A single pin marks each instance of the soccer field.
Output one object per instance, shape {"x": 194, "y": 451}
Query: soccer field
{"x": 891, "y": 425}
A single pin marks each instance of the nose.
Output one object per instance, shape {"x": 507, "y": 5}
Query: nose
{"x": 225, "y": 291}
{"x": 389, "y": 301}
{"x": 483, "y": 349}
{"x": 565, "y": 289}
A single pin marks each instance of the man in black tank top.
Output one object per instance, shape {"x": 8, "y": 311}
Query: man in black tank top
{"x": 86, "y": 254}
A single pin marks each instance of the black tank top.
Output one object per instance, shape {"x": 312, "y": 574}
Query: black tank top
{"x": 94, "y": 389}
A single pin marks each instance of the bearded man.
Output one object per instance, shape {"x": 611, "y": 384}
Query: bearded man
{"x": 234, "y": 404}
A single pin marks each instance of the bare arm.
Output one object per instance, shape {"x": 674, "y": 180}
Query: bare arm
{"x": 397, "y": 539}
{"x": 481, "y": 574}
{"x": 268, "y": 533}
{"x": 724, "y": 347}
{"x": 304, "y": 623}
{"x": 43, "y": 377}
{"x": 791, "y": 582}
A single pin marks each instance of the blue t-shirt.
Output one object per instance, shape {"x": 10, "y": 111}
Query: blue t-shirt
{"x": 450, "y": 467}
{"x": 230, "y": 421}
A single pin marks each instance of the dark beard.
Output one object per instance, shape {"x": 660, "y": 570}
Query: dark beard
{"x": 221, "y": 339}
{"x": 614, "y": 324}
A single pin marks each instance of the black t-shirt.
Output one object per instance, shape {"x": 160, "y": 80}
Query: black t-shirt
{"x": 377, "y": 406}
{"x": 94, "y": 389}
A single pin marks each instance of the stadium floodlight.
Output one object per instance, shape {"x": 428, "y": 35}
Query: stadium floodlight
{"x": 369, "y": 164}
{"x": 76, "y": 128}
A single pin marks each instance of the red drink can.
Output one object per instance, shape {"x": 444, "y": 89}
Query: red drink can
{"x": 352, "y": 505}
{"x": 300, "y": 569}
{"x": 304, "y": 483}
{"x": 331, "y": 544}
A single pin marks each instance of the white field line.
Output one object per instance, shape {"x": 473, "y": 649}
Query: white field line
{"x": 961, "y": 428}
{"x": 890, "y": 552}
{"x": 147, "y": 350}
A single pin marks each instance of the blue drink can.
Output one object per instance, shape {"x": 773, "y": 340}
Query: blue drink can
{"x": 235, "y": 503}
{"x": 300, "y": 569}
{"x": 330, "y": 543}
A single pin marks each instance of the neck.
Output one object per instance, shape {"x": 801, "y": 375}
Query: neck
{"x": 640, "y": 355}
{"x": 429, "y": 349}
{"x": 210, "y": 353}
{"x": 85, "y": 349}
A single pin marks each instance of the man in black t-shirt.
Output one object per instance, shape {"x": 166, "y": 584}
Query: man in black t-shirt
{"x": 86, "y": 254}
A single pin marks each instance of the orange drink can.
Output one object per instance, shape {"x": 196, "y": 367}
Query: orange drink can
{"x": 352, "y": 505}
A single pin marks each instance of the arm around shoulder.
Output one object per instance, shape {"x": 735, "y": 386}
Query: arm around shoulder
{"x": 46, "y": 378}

▬▬▬▬▬▬

Your task: Write out exactly the lines of the entries above that run from the line containing "A single pin marks each instance of the blue t-shirt." through the last line, including both.

Right answer:
A single pin marks each instance of the blue t-shirt.
Output one object per instance, shape {"x": 10, "y": 111}
Query: blue t-shirt
{"x": 450, "y": 467}
{"x": 230, "y": 421}
A single pin marks each instance of the dark beard.
Output one object per instance, shape {"x": 660, "y": 570}
Query: dark beard
{"x": 221, "y": 339}
{"x": 614, "y": 324}
A single pin marks each instance of the black t-shirt.
Output one object per instance, shape {"x": 160, "y": 80}
Query: black t-shirt
{"x": 377, "y": 406}
{"x": 94, "y": 389}
A single pin marks each instance of the stadium floodlight.
Output one object per instance, shape {"x": 428, "y": 35}
Query: stadium floodlight
{"x": 369, "y": 164}
{"x": 76, "y": 128}
A single pin marks each instance of the red drink can.
Output one object per instance, shape {"x": 444, "y": 89}
Query: red drink can
{"x": 352, "y": 505}
{"x": 300, "y": 569}
{"x": 304, "y": 483}
{"x": 331, "y": 544}
A single pin marks each instance of the white field line.
Output one object per instance, shape {"x": 473, "y": 649}
Query: white field line
{"x": 961, "y": 428}
{"x": 890, "y": 552}
{"x": 147, "y": 350}
A single pin marks each instance of the blue drink can.
Output one object per instance, shape {"x": 773, "y": 340}
Query: blue drink can
{"x": 235, "y": 503}
{"x": 300, "y": 569}
{"x": 330, "y": 543}
A single pin marks each instance of the neck.
Output one object per instance, shape {"x": 801, "y": 375}
Query: neck
{"x": 640, "y": 355}
{"x": 429, "y": 349}
{"x": 210, "y": 353}
{"x": 85, "y": 349}
A single pin marks each instance of the man in black t-shirt.
Output one object per instance, shape {"x": 166, "y": 584}
Query: man in black t-shirt
{"x": 86, "y": 254}
A single pin marks each instance of the orange drink can.
Output one object per instance, shape {"x": 196, "y": 367}
Query: orange drink can
{"x": 352, "y": 505}
A single pin marks each instance of the arm around shoulder.
Output one object per instance, shape {"x": 735, "y": 386}
Query: arm around shoulder
{"x": 46, "y": 378}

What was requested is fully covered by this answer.